# TEXT PASSAGE
[Start of Attachment]

In January 2023, Thames Valley Air Ambulance (TVAA) and Harefield Hospital developed an ECPR partnership pathway for conveyance of OHCA patients for in-hospital ECPR. The authors of this study conducted a survey of clinicians across both services looking to identify clear barriers and positive contributors to the effective implementation of the programme. The survey included questions about technical and non-technical barriers and facilitators, with free-text responses analysed thematically.

Results

Responses were received from 14 pre-hospital TVAA critical care and 9 in-hospital clinicians’ representative of various roles and experiences. Data analysis revealed 10 key themes and 19 subthemes. The interconnected themes, identified by pre-hospital TVAA critical care clinicians as important barriers or facilitators in this ECPR system included educational programmes; collectiveness in effort and culture; teamwork; inter-service communication; concurrent activity; and clarity of procedures. Themes from in-hospital clinicians’ responses were distilled into key considerations focusing on learning and marginal gains, standardising and simplifying protocols, training and simulation; and nurturing effective teams.

Conclusion

This study identified several clear themes and subthemes from clinical experience that should be considered when developing and modelling an ECPR system for OHCA. These insights may inform future development of ECPR programmes for OHCA in other centres. Key recommendations identified include prioritising education and training (including regular simulations), standardising a ‘pitstop style’ handover process, establishing clear roles during the cannulation process and developing standardised protocols and selection criteria. This study also provides insight into the feasibility of using pre-hospital critical care teams for intra-arrest patient retrieval in the pre-hospital arena.

[End of Attachment]

# DIRECTIONS
In the ECPR study summary, how many key themes and subthemes did the data analysis reveal?

Items saved from a collection
[Start of Attachment]

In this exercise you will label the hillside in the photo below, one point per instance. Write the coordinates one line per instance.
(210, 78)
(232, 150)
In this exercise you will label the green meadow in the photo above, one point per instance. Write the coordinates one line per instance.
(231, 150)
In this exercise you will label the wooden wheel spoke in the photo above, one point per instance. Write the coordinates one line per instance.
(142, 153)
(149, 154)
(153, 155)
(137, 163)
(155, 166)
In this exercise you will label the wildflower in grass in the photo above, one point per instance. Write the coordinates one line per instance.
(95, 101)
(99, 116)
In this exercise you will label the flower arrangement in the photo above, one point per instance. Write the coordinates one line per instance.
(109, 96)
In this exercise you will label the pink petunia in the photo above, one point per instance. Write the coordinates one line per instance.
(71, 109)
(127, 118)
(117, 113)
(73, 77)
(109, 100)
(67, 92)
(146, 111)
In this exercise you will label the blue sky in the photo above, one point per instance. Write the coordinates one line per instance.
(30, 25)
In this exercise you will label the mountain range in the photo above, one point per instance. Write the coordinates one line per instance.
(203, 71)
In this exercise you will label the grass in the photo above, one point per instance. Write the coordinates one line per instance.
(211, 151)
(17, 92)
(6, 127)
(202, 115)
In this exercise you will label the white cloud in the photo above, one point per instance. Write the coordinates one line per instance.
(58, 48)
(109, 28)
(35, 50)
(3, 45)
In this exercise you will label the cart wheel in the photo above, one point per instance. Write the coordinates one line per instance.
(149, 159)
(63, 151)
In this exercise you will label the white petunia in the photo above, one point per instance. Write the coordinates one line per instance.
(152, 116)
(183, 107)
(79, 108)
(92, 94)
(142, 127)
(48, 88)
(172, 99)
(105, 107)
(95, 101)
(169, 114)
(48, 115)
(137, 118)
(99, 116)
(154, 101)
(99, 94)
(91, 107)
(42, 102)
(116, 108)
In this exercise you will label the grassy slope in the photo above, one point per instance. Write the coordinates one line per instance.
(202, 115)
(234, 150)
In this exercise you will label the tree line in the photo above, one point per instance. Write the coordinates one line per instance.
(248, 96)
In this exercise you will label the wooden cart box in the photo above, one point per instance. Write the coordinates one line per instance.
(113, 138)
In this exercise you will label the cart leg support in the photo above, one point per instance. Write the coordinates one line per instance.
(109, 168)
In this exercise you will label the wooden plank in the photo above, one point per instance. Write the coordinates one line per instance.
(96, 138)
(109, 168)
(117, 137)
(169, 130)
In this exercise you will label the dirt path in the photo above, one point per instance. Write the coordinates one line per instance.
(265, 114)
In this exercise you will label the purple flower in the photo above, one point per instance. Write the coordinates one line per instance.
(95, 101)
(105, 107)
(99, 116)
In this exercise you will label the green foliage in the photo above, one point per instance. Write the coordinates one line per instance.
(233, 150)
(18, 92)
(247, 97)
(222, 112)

[End of Attachment]

# TASK RESULT
10 key themes and 19 subthemes.